• Aim: Please rewrite everything from the line containing "Given the photo above, point to the grassy" down to the line containing "Target: grassy slope", changing "grassy slope" to "green hillside" and leaving the rest of those entries as they are.

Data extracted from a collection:

---

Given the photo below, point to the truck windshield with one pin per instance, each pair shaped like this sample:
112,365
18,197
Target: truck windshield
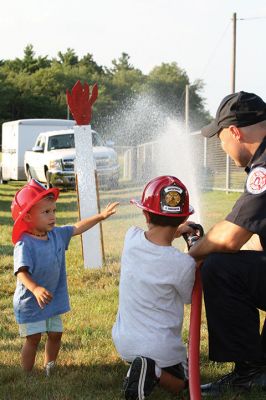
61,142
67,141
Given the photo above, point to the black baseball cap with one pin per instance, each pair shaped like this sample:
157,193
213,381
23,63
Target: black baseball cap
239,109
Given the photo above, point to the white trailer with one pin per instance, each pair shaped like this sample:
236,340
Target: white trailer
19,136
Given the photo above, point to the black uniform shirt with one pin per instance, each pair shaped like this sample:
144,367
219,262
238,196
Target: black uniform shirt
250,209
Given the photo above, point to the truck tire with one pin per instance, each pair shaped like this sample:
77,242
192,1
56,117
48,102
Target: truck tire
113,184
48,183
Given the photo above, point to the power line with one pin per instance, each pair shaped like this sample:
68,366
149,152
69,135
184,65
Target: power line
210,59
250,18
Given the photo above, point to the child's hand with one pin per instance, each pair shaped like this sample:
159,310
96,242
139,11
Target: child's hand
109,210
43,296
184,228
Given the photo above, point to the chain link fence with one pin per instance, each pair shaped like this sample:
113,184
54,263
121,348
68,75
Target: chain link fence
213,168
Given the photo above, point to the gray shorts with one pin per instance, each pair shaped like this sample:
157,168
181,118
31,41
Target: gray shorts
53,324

---

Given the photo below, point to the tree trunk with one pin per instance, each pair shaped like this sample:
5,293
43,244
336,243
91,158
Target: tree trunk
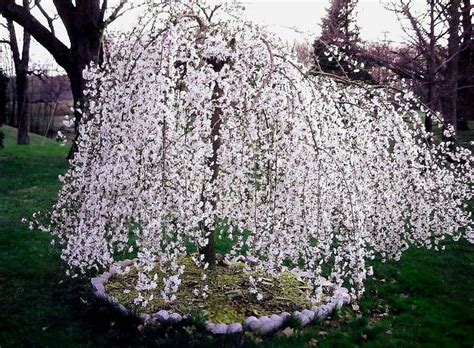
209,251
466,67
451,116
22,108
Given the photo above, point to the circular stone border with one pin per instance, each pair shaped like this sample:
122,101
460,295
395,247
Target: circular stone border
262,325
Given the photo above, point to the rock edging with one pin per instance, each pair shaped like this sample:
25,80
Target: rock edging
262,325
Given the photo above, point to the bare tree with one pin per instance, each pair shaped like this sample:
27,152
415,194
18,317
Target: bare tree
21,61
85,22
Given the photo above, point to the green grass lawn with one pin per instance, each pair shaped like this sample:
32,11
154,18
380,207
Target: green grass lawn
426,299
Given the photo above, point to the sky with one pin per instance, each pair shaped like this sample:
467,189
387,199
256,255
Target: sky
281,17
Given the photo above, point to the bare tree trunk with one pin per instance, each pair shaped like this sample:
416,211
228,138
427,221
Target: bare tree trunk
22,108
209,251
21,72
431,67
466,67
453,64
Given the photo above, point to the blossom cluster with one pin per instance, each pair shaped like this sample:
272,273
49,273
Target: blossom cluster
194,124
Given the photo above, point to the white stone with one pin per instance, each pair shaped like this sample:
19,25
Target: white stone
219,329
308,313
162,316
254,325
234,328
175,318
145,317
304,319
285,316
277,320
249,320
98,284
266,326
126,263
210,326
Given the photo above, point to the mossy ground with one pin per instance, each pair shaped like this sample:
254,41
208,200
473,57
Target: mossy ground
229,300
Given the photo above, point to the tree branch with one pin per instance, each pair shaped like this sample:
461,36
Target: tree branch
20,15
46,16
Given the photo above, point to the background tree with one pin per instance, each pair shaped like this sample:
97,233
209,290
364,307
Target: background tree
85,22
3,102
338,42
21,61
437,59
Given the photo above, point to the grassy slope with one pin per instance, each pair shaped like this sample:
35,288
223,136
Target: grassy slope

---

• Response to this task:
Given the photo above, point to the green hillside with one pin per instance, each pair shaped like this sample:
35,288
223,136
Target: green hillside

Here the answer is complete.